> Teks yang Diberikan:
----

Halaqah 88 | Landasan Ketiga Ma’rifatul Nabiyyikum Muhammadin – Dalil Wafatnya Rasulullah ﷺ Bag 02
بسم اللّه الرحمن
الرحيم
السلام عليكم ورحمة اللّه وبركاته
الحمد لله والصلاة والسلام على رسول الله وعلى آله وصحبه
ومن والاه
Halaqah
yang ke-88 dari Silsilah ‘Ilmiyyah Penjelasan Kitāb Al Ushūlu AtsTsalātsah wa
Adillatuhā yang dikarang oleh Syaikh Muhammad bin Abdul Wahāb At Tamimi
rahimahullāh.

----

> Cuplikan Data:
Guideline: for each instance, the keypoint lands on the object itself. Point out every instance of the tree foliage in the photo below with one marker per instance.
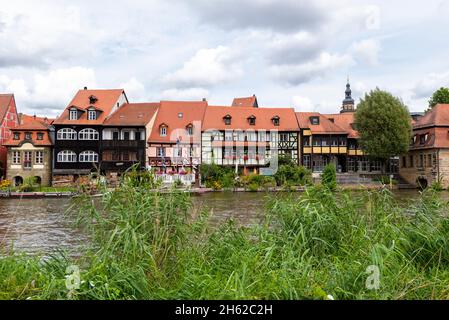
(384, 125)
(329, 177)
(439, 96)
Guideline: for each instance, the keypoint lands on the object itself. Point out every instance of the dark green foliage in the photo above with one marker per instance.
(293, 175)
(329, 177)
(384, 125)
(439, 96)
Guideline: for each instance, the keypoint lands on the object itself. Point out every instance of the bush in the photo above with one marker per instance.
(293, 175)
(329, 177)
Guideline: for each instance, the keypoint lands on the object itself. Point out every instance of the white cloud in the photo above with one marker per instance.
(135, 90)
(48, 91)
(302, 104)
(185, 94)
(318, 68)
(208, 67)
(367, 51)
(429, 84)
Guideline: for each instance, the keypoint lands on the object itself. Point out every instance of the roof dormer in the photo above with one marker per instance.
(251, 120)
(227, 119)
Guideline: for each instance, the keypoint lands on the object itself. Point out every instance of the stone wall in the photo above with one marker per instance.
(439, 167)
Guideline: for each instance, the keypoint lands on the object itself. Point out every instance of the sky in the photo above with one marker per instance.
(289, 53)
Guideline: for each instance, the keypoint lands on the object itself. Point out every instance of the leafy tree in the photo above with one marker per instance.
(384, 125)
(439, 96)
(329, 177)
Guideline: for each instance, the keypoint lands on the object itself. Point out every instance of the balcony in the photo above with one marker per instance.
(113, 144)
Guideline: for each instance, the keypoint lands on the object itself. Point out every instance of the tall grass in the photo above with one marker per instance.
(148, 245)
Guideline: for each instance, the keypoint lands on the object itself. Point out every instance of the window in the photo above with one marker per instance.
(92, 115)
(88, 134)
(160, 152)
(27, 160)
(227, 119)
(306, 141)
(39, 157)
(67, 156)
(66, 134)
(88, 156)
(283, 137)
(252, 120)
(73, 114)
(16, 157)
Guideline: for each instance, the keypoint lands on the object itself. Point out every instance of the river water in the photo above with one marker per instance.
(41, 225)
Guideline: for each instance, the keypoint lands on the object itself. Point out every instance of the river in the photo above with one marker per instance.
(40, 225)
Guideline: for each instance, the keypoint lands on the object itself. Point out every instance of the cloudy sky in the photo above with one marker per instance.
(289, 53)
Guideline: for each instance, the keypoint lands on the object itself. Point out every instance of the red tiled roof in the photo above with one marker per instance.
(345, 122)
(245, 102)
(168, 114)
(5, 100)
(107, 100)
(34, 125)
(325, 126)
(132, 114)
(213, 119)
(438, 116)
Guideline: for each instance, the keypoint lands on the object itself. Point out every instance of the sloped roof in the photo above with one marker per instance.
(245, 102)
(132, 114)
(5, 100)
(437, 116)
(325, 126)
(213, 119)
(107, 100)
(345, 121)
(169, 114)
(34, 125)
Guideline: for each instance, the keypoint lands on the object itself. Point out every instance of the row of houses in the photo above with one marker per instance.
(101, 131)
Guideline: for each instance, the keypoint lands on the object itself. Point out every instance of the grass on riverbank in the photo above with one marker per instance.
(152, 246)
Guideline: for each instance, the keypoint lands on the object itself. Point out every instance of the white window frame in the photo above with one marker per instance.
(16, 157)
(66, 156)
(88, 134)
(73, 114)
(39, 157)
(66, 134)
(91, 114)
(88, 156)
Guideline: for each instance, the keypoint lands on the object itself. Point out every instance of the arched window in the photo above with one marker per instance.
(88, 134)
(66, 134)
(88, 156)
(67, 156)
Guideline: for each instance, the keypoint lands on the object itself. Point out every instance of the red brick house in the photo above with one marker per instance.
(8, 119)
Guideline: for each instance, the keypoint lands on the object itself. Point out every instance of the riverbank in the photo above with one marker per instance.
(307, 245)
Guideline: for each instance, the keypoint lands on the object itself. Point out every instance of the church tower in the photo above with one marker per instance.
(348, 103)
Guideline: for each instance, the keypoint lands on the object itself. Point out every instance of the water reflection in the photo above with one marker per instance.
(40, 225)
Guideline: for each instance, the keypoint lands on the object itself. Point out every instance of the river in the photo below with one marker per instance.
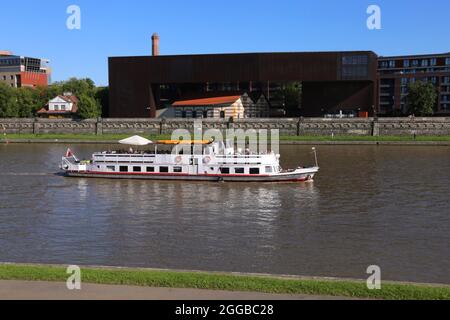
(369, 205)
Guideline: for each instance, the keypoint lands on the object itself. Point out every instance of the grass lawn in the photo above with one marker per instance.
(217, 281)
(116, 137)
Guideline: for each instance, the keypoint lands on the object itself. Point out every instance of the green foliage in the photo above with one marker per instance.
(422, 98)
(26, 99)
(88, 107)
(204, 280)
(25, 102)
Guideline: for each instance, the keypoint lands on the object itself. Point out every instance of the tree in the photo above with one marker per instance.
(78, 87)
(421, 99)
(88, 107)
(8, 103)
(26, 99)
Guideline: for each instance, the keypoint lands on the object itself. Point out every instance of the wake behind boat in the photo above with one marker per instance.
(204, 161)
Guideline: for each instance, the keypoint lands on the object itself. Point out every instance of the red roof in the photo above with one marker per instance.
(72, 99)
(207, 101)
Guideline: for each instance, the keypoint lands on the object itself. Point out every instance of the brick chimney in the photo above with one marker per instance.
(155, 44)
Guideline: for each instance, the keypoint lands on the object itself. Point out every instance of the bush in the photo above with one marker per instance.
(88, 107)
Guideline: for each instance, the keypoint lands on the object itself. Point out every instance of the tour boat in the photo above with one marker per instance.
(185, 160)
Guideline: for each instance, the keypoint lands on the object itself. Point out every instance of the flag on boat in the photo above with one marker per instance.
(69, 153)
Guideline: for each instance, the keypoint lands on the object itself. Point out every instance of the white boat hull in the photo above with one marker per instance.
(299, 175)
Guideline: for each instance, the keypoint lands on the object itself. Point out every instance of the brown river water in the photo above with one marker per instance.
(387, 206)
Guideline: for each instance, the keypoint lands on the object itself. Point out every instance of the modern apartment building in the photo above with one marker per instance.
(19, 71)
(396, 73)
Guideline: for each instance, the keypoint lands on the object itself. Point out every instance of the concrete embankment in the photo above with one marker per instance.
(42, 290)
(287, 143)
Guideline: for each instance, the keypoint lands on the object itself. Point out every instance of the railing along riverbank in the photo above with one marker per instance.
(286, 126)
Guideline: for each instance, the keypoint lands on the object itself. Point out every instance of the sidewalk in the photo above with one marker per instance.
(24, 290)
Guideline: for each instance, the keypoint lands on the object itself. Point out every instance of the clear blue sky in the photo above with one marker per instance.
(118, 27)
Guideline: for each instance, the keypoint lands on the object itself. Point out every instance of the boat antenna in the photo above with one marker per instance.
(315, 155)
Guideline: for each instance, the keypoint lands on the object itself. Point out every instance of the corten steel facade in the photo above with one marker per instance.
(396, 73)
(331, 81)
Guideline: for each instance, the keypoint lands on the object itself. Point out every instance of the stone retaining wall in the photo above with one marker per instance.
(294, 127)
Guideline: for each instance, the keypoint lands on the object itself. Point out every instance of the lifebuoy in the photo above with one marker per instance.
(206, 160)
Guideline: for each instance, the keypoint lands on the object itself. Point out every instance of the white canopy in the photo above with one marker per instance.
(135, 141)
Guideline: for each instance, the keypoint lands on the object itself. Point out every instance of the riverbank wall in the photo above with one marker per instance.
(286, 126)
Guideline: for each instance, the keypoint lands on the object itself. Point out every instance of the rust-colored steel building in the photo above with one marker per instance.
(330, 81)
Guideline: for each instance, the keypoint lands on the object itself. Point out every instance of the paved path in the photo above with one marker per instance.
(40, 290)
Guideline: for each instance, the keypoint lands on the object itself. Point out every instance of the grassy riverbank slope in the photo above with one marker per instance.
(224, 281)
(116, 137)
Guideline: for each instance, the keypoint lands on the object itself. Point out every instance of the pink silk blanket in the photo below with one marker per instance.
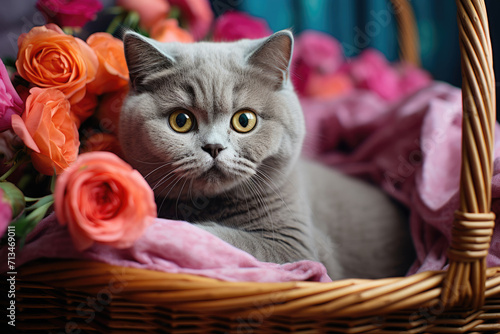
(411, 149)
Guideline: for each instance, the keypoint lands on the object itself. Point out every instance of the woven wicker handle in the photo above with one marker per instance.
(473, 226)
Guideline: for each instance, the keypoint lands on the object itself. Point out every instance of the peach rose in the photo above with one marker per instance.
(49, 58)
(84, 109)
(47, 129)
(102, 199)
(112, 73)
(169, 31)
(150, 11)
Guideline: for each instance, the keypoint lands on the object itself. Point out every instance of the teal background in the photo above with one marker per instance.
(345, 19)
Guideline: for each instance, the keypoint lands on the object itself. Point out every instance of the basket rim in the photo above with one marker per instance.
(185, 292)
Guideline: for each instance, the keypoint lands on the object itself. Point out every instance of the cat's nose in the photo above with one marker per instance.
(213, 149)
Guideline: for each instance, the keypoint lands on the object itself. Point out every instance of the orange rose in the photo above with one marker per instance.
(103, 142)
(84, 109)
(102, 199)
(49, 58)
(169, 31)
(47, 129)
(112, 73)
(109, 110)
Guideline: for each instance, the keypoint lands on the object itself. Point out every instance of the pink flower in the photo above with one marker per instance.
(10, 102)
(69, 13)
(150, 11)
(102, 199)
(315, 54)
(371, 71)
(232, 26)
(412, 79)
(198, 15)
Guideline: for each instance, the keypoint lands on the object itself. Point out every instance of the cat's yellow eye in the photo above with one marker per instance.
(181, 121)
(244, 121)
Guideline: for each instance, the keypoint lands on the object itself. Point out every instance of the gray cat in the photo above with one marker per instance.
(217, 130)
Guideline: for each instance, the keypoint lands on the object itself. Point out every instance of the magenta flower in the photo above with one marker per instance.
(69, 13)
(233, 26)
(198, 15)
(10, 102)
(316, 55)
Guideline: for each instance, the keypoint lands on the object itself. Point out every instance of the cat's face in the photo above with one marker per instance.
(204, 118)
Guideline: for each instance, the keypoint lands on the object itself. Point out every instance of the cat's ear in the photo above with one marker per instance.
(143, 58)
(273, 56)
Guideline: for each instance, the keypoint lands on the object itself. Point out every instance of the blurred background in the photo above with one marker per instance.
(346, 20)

----

> Perintah Soal: Menurut teks yang diberikan, siapa pengarang Kitāb Al Ushūlu AtsTsalātsah wa Adillatuhā? Baris-baris data tidak diperlukan dalam pengerjaan.

> Jawaban Benar: Syaikh Muhammad bin Abdul Wahāb At Tamimi rahimahullāh.